So I've read the thread in the newsgroup, and while I can see the arguments both ways, one thing that's missing is the ability for the user to turn this off. Sure, I can understand why MoCo wants to ship Firefox with this enabled, but not letting the user turn this off is a bit rude.

From the content-producer point of view, IMHO it would have been better to apply the stylesheet to unstyled feeds only in Firefox 2, with the clear intent to
a) turn it on for every feed in Firefox 3
b) have a clear, non-sniffing, way of turning it off if so desired
c) as above, have a hidden pref to turn it off for all styled feeds
(In reply to comment #36)
> So I've read the thread in the newsgroup,

Please comment in the newsgroup, not here. Thanks.
*** Bug 359791 has been marked as a duplicate of this bug. ***
I do not real see what is this discuss about. There is no doubt for me that this is a bug. The user is now not able use the functionality he use to have (at least not in anyway I can think of beside using IE or Opera). RSS file just as any other XML should be rendered with XSL if it is available. This is all cool and nice that there is an ability to view it in other ways, but (like ignoring CSS in HTML files) this should only be an additional option.

Besides I spend two days making my RSS feed look like my other forum pages, so I'm quite... well not happy about all that.

Anyway just looking for a sequence like (even in those 512B):
"\?xml-stylesheet .* type="text/xsl"" (reg. exp.)
would be a good start

In the "View->Page style" menu there should be an option to use "XSL styles" or "Ignore XSL", but also current options for CSS might fit quite well here. But I understand that you want to make the default different (to ignore XSL).

More or less like in comment #36 I think there should also be an option in the main settings to always use XSL or always ignore XSL on RSS feeds. To be even more similar to use of CSS styling, there should be an option to use user XSL style sheets for RSS feeds, but that could be optional.

And one more thing - please do not blame/move everything to extensions, it's already hard for me to convince people to use FF :(.
Another nice example for a page rendered useless is the video-podcast feed of tagesschau.de, _the_ German news site.
URL is: http://streaming.tagesschau.de/bb/redirect.lsc?rewrite=http://www.tagesschau.de/export/video-podcast-rss/0,,,00.xml&content=content=&media=mp3

Seamonkey 1.x e.g. renders it correctly, with links to the podcasts to download them. Firefox completely screws up the page, so that you can't even download the podcasts anymore.
This is exactly what should be considered a bug and does indeed need to be fixed.

RSS is nothing more than a widepread XML vocabulary for adding metadata to resources. Read: it is an XML vocabulary (yes, there are more than one RSS-vocabulary, but anyways). With the continuing wide spread of XML there is NO guarantee that other XML vocabularies wont use root elements that are identitical to those of RSS (no matter the RSS format) and add xml-stylesheet declarations to those.
____________________
Exercise task:
Answer these from the Firefox feed discussion above:
1. How many days did one commenter spend making their RSS feed look like their other forum pages?
2. Which browser is said to render the tagesschau.de video-podcast feed correctly?
3. According to the reply to comment #36, where should people comment instead of here?

Data extract:
____________________
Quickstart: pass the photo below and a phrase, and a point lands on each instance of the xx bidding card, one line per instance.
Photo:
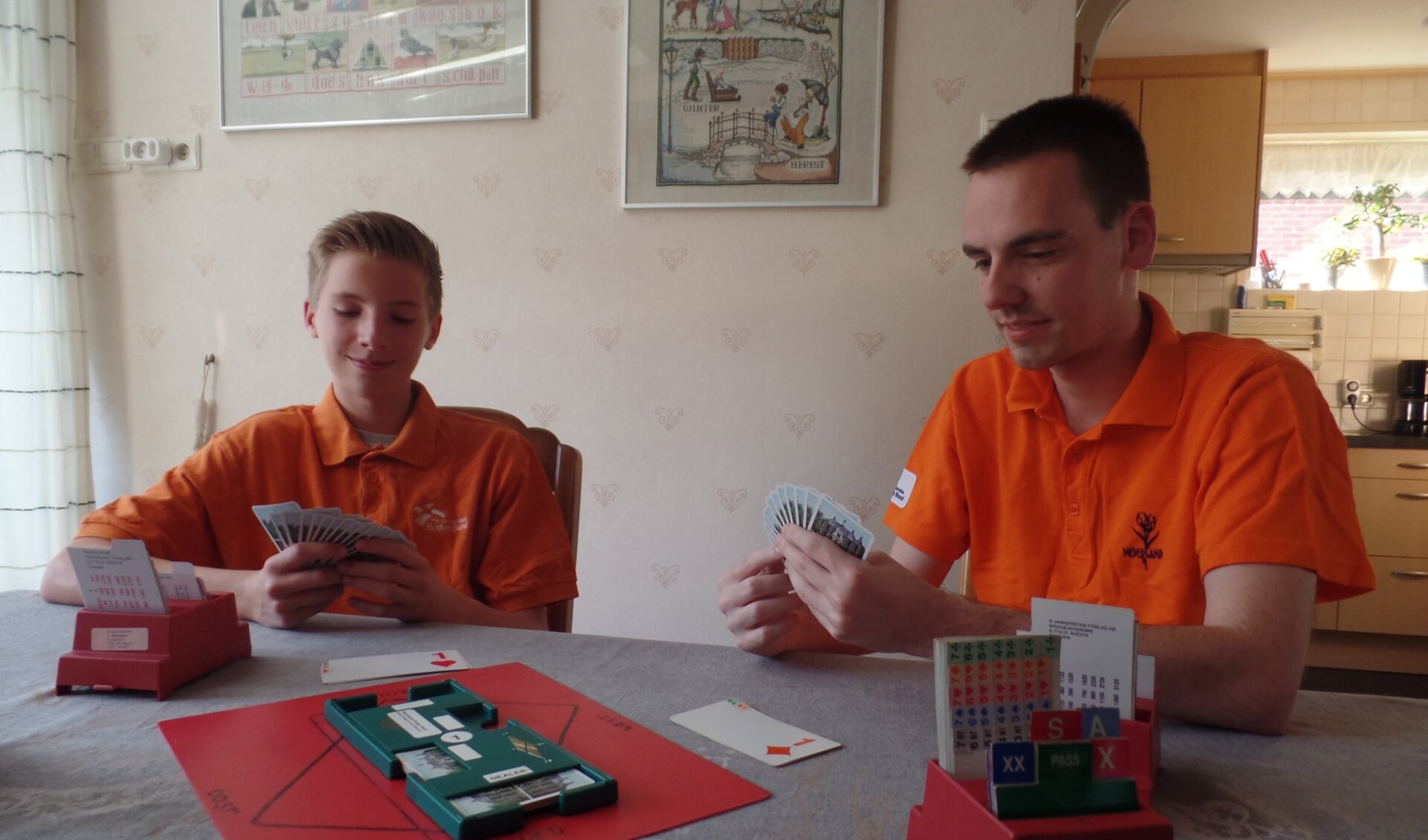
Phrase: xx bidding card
____________________
Result for this exercise:
1. Two days.
2. Seamonkey 1.x.
3. In the newsgroup.